PROVIDED ENTRIES:
━━━━━━━━━━

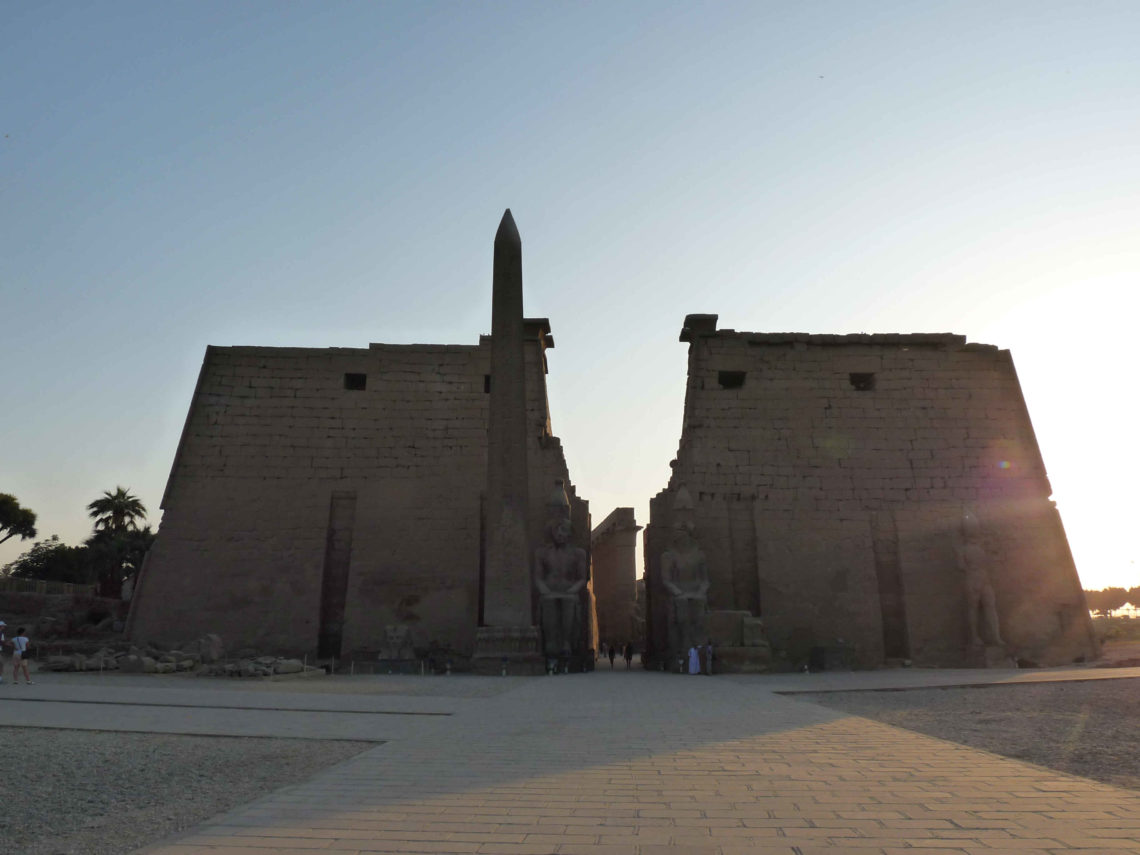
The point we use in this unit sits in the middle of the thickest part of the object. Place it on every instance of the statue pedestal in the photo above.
(741, 660)
(988, 656)
(399, 666)
(515, 648)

━━━━━━━━━━

TASK TO CARRY OUT: Render the rows above as a two-column CSV with the headers "instruction" and "answer", one line per row. Put each row's text and its answer in a single quoted field, replace line breaks with spaces, and leave out the pictures.

FULL OUTPUT:
instruction,answer
"The point we use in this unit sits in the middle of the thickest part of the object. Place it on every instance of the statue pedestal in the photo above.","(741, 660) (988, 656) (399, 666) (515, 648)"